Given problem | Reproduce the following material word for word, from start to finish, without changing anything.

[Segmentation labeling entries]
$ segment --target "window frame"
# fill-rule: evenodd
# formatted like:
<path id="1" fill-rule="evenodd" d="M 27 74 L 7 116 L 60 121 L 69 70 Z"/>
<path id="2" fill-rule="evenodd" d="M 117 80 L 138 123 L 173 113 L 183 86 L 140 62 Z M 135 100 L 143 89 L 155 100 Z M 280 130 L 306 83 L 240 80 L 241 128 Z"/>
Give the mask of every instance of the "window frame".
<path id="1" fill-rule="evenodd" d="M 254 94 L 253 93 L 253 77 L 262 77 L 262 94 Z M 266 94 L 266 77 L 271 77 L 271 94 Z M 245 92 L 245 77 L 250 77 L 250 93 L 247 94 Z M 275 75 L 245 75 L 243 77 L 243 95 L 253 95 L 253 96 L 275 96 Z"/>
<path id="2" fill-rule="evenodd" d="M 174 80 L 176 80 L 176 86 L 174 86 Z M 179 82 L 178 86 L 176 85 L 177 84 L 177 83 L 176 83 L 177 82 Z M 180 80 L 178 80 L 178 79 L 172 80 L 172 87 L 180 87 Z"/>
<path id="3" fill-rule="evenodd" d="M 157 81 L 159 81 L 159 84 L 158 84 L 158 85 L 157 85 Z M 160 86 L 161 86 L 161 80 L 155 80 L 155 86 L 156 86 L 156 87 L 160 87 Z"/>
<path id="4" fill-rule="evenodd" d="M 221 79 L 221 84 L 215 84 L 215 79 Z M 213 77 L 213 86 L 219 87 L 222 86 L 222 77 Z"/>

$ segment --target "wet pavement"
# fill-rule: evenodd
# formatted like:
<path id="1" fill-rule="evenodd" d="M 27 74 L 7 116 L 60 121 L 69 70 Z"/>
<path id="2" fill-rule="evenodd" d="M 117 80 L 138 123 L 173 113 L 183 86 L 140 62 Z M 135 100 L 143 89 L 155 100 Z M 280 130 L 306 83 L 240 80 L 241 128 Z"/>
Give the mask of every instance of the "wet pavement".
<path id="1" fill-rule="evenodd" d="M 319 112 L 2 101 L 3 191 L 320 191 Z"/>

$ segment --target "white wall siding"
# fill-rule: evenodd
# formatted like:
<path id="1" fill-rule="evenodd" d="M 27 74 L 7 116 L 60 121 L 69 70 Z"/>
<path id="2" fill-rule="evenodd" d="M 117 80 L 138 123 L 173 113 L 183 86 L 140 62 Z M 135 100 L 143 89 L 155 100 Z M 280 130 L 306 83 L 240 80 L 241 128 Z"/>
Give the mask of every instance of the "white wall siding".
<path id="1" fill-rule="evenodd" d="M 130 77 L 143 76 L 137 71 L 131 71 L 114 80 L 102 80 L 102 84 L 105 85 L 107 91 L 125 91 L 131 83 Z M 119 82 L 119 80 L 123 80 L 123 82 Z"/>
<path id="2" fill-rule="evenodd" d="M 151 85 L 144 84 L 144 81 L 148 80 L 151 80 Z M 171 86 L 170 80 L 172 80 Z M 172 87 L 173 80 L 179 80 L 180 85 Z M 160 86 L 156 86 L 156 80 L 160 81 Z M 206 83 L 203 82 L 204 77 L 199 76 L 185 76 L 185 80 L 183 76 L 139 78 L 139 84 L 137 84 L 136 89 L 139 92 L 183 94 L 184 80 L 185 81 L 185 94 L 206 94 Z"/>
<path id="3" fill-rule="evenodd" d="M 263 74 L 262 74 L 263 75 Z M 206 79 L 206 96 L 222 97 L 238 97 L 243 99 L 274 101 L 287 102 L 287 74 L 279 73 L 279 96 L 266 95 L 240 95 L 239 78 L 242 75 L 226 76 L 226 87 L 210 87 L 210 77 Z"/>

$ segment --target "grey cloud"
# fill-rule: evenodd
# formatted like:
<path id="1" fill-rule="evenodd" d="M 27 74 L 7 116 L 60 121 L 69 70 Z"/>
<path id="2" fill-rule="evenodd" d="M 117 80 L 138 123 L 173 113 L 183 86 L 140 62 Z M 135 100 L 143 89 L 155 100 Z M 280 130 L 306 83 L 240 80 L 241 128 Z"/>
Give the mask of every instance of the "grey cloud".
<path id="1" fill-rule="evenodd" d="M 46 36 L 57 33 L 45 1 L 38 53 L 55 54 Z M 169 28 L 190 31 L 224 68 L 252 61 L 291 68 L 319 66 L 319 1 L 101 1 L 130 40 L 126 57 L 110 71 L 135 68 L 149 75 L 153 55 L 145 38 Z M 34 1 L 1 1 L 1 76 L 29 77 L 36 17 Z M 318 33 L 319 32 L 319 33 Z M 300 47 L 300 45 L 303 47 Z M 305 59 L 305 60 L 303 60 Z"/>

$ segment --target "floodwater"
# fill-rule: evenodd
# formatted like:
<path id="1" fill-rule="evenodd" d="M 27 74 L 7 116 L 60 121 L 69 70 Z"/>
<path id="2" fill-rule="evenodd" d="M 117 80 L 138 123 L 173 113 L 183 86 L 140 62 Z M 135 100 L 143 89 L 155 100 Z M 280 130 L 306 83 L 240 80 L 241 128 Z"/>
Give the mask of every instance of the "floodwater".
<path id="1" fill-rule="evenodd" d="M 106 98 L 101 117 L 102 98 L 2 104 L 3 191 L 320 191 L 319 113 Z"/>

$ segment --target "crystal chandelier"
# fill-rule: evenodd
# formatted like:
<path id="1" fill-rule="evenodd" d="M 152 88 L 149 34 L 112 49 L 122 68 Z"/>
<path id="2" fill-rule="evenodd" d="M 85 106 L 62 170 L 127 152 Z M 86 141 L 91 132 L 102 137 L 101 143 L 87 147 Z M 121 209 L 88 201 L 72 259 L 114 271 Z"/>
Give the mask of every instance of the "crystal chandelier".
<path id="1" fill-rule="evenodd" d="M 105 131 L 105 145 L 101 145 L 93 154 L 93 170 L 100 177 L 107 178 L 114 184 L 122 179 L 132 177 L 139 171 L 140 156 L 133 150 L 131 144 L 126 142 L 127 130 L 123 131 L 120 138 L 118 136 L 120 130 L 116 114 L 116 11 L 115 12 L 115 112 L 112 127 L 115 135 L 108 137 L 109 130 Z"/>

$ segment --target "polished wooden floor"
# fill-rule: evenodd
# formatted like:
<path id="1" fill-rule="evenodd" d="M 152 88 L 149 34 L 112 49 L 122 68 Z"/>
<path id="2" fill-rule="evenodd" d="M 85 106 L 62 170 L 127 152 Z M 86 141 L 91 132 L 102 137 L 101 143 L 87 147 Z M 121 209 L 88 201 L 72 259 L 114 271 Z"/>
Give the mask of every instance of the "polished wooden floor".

Result for this task |
$ segment --target "window frame"
# fill-rule: evenodd
# formatted like:
<path id="1" fill-rule="evenodd" d="M 27 74 L 7 116 L 60 121 L 69 70 Z"/>
<path id="2" fill-rule="evenodd" d="M 117 80 L 138 123 L 173 113 L 183 86 L 140 62 Z M 135 100 L 143 89 L 155 100 Z M 280 130 L 306 83 L 240 80 L 241 128 Z"/>
Give the mask of every instance of the "window frame".
<path id="1" fill-rule="evenodd" d="M 254 94 L 253 93 L 253 77 L 262 77 L 262 94 Z M 266 94 L 266 77 L 271 77 L 271 94 Z M 245 92 L 245 77 L 250 77 L 250 93 L 247 94 Z M 275 75 L 245 75 L 243 77 L 243 95 L 253 95 L 253 96 L 275 96 Z"/>
<path id="2" fill-rule="evenodd" d="M 174 80 L 176 80 L 176 86 L 174 86 Z M 179 82 L 178 86 L 176 85 L 177 84 L 177 83 L 176 83 L 177 82 Z M 180 80 L 178 80 L 178 79 L 172 80 L 172 87 L 180 87 Z"/>
<path id="3" fill-rule="evenodd" d="M 157 81 L 159 81 L 159 84 L 158 84 L 158 85 L 157 85 Z M 160 86 L 161 86 L 161 80 L 155 80 L 155 86 L 156 86 L 156 87 L 160 87 Z"/>
<path id="4" fill-rule="evenodd" d="M 221 79 L 221 84 L 215 84 L 215 79 Z M 213 77 L 213 86 L 219 87 L 222 86 L 222 77 Z"/>

$ segment --target "wet pavement"
# fill-rule: evenodd
# formatted like:
<path id="1" fill-rule="evenodd" d="M 27 74 L 7 116 L 60 121 L 69 70 Z"/>
<path id="2" fill-rule="evenodd" d="M 117 80 L 138 123 L 173 113 L 183 86 L 140 62 Z M 135 100 L 143 89 L 155 100 Z M 280 130 L 306 83 L 240 80 L 241 128 Z"/>
Give the mask of every instance of the "wet pavement".
<path id="1" fill-rule="evenodd" d="M 319 112 L 2 101 L 3 191 L 320 191 Z"/>

$ segment --target "white wall siding"
# fill-rule: evenodd
# formatted like:
<path id="1" fill-rule="evenodd" d="M 27 74 L 7 116 L 60 121 L 69 70 Z"/>
<path id="2" fill-rule="evenodd" d="M 117 80 L 138 123 L 173 113 L 183 86 L 140 62 Z M 135 100 L 143 89 L 155 100 Z M 280 130 L 306 83 L 240 80 L 241 128 Z"/>
Give the mask of every instance of the "white wall siding".
<path id="1" fill-rule="evenodd" d="M 130 77 L 143 76 L 137 71 L 131 71 L 114 80 L 102 80 L 102 84 L 105 85 L 107 91 L 125 91 L 131 83 Z M 119 82 L 119 80 L 123 80 L 123 82 Z"/>
<path id="2" fill-rule="evenodd" d="M 151 85 L 144 84 L 144 81 L 148 80 L 151 80 Z M 171 86 L 170 80 L 172 80 Z M 172 87 L 173 80 L 179 80 L 180 85 Z M 160 86 L 156 86 L 156 80 L 160 81 Z M 206 83 L 203 82 L 204 77 L 199 76 L 185 76 L 185 80 L 183 76 L 139 78 L 139 84 L 137 84 L 136 89 L 139 92 L 183 94 L 184 80 L 185 81 L 185 94 L 206 94 Z"/>
<path id="3" fill-rule="evenodd" d="M 263 74 L 262 74 L 263 75 Z M 206 79 L 206 96 L 222 97 L 238 97 L 243 99 L 274 101 L 287 102 L 287 74 L 279 73 L 279 96 L 266 95 L 240 95 L 239 78 L 242 75 L 226 76 L 226 87 L 210 87 L 210 77 Z"/>

$ segment --target "grey cloud"
# fill-rule: evenodd
# formatted like:
<path id="1" fill-rule="evenodd" d="M 27 74 L 7 116 L 60 121 L 69 70 Z"/>
<path id="2" fill-rule="evenodd" d="M 117 80 L 138 123 L 173 113 L 183 86 L 140 62 Z M 135 100 L 143 89 L 155 100 Z M 280 130 L 306 83 L 240 80 L 241 128 Z"/>
Give the mask of every instance of the "grey cloud".
<path id="1" fill-rule="evenodd" d="M 46 36 L 57 33 L 45 1 L 38 53 L 55 54 Z M 169 28 L 190 31 L 224 68 L 252 61 L 291 68 L 319 66 L 319 1 L 101 1 L 130 40 L 126 57 L 110 71 L 135 68 L 149 75 L 153 55 L 145 38 Z M 34 1 L 1 1 L 1 76 L 29 77 L 36 17 Z M 318 33 L 319 32 L 319 33 Z M 300 47 L 300 45 L 303 47 Z M 305 59 L 305 60 L 303 60 Z"/>

$ segment --target "floodwater"
# fill-rule: evenodd
# formatted like:
<path id="1" fill-rule="evenodd" d="M 27 74 L 7 116 L 60 121 L 69 70 Z"/>
<path id="2" fill-rule="evenodd" d="M 117 80 L 138 123 L 173 113 L 183 86 L 140 62 Z M 135 100 L 143 89 L 155 100 Z M 280 130 L 306 83 L 240 80 L 241 128 Z"/>
Give the mask of every instance of the "floodwater".
<path id="1" fill-rule="evenodd" d="M 106 98 L 101 117 L 102 98 L 2 104 L 3 191 L 320 191 L 319 113 Z"/>

$ segment --target "crystal chandelier"
# fill-rule: evenodd
# formatted like:
<path id="1" fill-rule="evenodd" d="M 152 88 L 149 34 L 112 49 L 122 68 Z"/>
<path id="2" fill-rule="evenodd" d="M 85 106 L 62 170 L 127 152 Z M 86 141 L 91 132 L 102 137 L 101 143 L 87 147 Z M 121 209 L 88 201 L 72 259 L 114 271 Z"/>
Give the mask of every instance of the "crystal chandelier".
<path id="1" fill-rule="evenodd" d="M 105 131 L 105 145 L 101 145 L 93 154 L 93 170 L 100 177 L 107 178 L 114 184 L 122 179 L 132 177 L 139 171 L 140 156 L 133 150 L 131 144 L 126 142 L 127 130 L 123 131 L 120 138 L 118 136 L 120 130 L 116 114 L 116 11 L 115 12 L 115 112 L 112 127 L 115 135 L 108 137 L 109 130 Z"/>

$ segment --target "polished wooden floor"
# fill-rule: evenodd
# formatted like:
<path id="1" fill-rule="evenodd" d="M 152 88 L 149 34 L 112 49 L 122 68 Z"/>
<path id="2" fill-rule="evenodd" d="M 85 106 L 62 170 L 127 152 Z M 86 141 L 91 132 L 102 137 L 101 143 L 87 147 Z M 121 209 L 88 201 L 72 259 L 114 271 Z"/>
Give the mask of every instance of the "polished wooden floor".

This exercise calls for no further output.